===== Provided records =====

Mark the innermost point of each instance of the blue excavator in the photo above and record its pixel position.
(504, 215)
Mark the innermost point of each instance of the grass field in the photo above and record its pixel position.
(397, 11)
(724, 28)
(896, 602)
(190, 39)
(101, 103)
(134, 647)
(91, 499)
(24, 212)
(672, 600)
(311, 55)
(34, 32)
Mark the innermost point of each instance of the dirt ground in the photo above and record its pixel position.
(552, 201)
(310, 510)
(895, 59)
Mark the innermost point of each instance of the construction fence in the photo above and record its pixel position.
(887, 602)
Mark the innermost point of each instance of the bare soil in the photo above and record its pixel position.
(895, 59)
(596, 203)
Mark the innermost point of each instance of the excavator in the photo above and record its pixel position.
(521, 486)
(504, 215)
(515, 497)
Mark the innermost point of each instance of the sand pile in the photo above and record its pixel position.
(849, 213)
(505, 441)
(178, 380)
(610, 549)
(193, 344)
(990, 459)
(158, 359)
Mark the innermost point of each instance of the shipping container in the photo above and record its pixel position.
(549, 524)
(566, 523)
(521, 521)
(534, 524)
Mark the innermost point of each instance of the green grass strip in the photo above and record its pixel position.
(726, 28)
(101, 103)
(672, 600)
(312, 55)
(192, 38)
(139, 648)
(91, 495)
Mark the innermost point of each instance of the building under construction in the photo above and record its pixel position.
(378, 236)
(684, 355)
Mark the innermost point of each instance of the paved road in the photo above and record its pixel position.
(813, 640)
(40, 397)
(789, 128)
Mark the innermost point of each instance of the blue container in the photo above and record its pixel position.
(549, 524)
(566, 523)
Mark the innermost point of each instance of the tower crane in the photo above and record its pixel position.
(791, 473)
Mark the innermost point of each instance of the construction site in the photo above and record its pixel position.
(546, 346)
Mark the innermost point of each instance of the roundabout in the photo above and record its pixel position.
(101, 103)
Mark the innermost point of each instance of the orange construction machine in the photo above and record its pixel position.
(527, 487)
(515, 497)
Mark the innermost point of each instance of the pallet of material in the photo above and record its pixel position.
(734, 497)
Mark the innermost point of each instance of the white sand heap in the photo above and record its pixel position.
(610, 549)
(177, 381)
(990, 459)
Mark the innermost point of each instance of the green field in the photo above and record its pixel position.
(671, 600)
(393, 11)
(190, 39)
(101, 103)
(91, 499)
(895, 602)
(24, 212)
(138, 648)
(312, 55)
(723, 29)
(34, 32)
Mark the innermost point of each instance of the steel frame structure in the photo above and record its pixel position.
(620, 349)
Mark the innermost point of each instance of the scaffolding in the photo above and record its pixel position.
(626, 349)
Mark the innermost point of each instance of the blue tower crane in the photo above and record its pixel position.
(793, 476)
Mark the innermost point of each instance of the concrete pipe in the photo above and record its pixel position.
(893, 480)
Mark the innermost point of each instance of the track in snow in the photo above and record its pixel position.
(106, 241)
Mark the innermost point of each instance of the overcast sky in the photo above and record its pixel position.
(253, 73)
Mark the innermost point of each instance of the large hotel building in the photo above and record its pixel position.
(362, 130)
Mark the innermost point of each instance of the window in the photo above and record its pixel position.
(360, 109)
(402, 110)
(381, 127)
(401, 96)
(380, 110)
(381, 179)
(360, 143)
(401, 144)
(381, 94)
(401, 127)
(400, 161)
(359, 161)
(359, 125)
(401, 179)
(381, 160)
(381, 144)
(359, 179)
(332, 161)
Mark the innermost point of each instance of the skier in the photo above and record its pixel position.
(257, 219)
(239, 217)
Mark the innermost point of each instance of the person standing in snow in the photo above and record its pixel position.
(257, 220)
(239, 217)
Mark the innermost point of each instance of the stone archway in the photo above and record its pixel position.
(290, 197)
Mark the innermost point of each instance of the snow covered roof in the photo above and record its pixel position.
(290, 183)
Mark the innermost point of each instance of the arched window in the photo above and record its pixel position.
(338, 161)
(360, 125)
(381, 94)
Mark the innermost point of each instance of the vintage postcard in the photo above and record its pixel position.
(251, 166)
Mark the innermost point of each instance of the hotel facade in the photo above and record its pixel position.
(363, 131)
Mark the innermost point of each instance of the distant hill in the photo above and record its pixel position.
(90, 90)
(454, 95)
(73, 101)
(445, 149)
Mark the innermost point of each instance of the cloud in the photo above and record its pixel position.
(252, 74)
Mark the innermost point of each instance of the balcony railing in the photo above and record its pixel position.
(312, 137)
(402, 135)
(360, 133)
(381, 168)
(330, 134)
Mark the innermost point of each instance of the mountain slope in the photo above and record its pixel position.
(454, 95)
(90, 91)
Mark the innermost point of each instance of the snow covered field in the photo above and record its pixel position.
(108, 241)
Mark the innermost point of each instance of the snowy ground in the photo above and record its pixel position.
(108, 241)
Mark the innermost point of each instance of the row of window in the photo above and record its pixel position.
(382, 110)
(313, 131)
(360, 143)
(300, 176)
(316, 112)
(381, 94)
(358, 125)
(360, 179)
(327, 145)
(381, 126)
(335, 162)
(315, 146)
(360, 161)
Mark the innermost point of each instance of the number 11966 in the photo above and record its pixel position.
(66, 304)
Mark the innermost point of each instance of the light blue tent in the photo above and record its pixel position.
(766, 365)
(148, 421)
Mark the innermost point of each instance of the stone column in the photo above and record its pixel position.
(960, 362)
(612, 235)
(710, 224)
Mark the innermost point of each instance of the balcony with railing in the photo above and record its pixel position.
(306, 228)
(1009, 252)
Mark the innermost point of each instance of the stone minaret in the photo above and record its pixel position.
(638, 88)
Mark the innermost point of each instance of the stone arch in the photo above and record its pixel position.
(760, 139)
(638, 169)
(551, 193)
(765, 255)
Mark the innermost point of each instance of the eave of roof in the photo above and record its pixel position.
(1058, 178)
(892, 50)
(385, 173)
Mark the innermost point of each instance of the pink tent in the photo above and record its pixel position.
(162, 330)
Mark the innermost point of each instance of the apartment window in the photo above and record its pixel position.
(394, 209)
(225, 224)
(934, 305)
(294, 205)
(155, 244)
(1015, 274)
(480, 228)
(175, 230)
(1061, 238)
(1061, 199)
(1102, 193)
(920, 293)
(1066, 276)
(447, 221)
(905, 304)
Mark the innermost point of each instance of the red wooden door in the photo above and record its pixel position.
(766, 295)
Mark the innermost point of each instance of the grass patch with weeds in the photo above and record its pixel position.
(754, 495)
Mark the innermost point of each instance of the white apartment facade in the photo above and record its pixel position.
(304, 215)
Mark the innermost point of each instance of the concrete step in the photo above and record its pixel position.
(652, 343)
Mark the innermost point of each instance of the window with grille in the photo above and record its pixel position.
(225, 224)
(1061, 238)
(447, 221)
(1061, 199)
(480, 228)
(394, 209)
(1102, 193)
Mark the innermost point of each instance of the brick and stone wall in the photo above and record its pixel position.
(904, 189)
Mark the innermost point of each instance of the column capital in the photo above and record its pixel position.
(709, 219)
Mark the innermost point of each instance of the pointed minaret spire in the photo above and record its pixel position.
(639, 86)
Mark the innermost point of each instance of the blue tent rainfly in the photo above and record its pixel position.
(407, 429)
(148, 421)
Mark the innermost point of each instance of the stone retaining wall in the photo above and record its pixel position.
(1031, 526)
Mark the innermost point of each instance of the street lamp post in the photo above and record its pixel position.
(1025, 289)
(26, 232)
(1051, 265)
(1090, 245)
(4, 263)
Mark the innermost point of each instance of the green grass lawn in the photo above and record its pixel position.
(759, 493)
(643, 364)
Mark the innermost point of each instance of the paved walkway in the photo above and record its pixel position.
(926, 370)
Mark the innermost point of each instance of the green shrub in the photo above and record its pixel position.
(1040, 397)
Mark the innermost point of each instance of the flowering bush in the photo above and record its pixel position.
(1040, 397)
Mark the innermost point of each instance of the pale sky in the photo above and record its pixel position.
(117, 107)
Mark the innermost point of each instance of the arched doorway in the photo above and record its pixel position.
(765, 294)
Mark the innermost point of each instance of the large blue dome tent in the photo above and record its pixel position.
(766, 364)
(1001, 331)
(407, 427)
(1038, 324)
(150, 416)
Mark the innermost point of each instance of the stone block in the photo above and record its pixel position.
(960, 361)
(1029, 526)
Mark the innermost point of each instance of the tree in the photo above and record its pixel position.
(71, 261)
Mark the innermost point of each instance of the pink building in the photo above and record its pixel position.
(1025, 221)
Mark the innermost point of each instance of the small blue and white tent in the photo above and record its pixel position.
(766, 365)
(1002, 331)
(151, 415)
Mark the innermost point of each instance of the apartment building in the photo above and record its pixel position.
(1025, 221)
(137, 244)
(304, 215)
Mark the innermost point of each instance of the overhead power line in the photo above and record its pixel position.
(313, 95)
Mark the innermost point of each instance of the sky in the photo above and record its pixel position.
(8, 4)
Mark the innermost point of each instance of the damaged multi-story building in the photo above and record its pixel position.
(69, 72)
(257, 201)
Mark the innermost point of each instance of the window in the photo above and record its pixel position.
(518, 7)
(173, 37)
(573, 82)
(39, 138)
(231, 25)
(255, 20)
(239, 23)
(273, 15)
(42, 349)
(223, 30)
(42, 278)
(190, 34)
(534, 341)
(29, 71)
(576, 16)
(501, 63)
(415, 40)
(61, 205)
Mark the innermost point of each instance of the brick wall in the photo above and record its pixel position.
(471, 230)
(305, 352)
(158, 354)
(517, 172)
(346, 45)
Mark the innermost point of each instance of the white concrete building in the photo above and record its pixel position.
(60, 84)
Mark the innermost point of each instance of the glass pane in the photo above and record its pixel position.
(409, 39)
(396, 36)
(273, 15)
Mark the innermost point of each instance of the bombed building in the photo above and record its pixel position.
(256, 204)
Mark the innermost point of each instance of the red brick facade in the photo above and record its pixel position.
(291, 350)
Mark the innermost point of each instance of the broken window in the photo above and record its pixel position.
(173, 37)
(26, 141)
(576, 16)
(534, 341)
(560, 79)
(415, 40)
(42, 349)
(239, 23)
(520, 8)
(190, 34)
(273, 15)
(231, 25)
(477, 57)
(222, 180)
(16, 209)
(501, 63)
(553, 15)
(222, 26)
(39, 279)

=====

** Task directions **
Beginning at the line where "Mark the innermost point of each instance of the bombed" appears, extract each line through the end of the data above; keep them exact and include nothing else.

** Exercise answer **
Mark the innermost point of each instance of the bombed building in the photo above and record its pixel position.
(256, 204)
Mark the innermost point of each instance of the red brick facade in the photo above and record its pixel position.
(291, 350)
Mark the innermost point of each instance of the broken window in the photo above and record its pixel position.
(173, 37)
(26, 141)
(576, 16)
(534, 341)
(560, 79)
(415, 40)
(42, 349)
(239, 23)
(520, 8)
(190, 34)
(273, 15)
(231, 25)
(477, 57)
(222, 180)
(16, 209)
(501, 63)
(553, 15)
(222, 26)
(39, 279)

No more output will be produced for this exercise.